* [Source data]:
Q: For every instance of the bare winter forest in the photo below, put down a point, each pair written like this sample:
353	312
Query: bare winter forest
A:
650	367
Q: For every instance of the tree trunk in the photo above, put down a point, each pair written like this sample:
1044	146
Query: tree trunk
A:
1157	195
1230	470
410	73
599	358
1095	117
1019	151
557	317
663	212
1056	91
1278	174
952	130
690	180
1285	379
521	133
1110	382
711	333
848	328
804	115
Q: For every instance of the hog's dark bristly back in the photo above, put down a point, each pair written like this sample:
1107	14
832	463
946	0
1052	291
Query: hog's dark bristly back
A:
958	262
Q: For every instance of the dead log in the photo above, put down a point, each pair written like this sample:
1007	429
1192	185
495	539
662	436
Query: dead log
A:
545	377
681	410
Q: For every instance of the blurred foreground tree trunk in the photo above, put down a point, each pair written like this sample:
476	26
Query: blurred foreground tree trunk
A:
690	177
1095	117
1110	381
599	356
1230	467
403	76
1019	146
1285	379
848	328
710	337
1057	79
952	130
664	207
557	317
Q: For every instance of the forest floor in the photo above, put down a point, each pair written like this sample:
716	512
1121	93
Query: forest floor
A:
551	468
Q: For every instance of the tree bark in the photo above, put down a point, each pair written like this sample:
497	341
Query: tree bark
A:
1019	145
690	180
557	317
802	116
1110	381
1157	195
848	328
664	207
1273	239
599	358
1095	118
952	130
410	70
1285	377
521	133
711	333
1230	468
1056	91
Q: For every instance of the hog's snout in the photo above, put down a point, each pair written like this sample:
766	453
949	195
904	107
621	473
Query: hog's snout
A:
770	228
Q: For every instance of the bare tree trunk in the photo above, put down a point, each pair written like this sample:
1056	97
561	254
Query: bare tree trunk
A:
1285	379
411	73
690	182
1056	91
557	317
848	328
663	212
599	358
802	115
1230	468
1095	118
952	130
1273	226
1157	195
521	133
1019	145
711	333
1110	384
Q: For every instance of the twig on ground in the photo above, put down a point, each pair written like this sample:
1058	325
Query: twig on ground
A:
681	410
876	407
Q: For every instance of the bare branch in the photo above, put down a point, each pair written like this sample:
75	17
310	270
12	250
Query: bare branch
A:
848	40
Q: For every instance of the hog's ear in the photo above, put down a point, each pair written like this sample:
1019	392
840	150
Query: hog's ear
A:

* [Task description]: Write out the listing once more, matching it exactly.

* [Complete response]:
Q: For every instance of the bare winter forest in the photo below, put down a point, each pair written like this sample:
353	312
Query: bare winter forest
A:
650	367
Q: For every instance of the tree trunk in the photo above, put down a point, each pair written like this sample:
1044	146
Query: tree trunk
A:
1157	195
1230	470
410	73
599	358
1095	117
1019	151
557	317
663	212
1056	91
1278	174
952	130
690	180
1285	379
521	133
1110	382
711	333
848	328
804	115
Q: For every instance of the hog's dark bristly back in the photo above, put down a point, each pair written like this sample:
1107	14
832	463
946	0
1052	291
Query: hog's dark bristly back
A:
958	262
Q: For every instance of the dead log in the photo above, put down a point, each pair written like this sample:
1007	429
1192	185
495	539
662	436
Query: dead log
A:
545	377
681	410
Q: For every instance of the blurred foreground tree trunk in the photo above, put down a point, each pair written like this sample:
476	26
Query: blurred foreground tree trunk
A:
690	177
1095	117
1110	381
599	356
1230	467
403	76
1019	146
1285	379
848	328
710	337
1057	79
952	130
664	207
557	317
Q: For every instance of the forest floor in the photo above, put down a point, each pair written like this sample:
716	512
1121	93
Query: forest floor
A:
551	468
Q: For every instance of the tree bark in the photo above, put down a point, each pair written like this sample:
497	341
Query: tree bark
A:
1019	145
690	180
557	317
802	116
1110	381
1157	195
848	328
664	207
1273	239
599	358
1095	118
952	130
410	70
1285	377
521	133
711	333
1230	468
1056	91
Q: For every instance of the hog's snout in the photo above, put down a point, each pair written like this sample:
766	453
949	195
904	107
621	473
Query: hog's snout
A:
770	228
Q: For every instance of the bare tree trunk in the photo above, put down a point, each pair written like this sample:
1056	97
561	254
Query: bare tree trunk
A:
1285	379
411	73
690	182
1056	91
557	317
848	328
663	212
599	358
802	115
1230	468
1095	118
952	130
1273	226
1157	195
521	133
1019	145
711	333
1110	384
Q: For every instance of the twig on ground in the photo above, put down a point, each pair written like this sample:
1058	325
Query: twig on ground
A:
681	410
876	407
Q: For every instance of the bare branch in the photo above, put down a point, each pair written like this sample:
75	17
310	270
12	250
Query: bare branch
A:
848	40
Q: For every instance of the hog's ear in the photo above, put down a point, each pair written like this sample:
1019	392
840	150
Query: hog's ear
A:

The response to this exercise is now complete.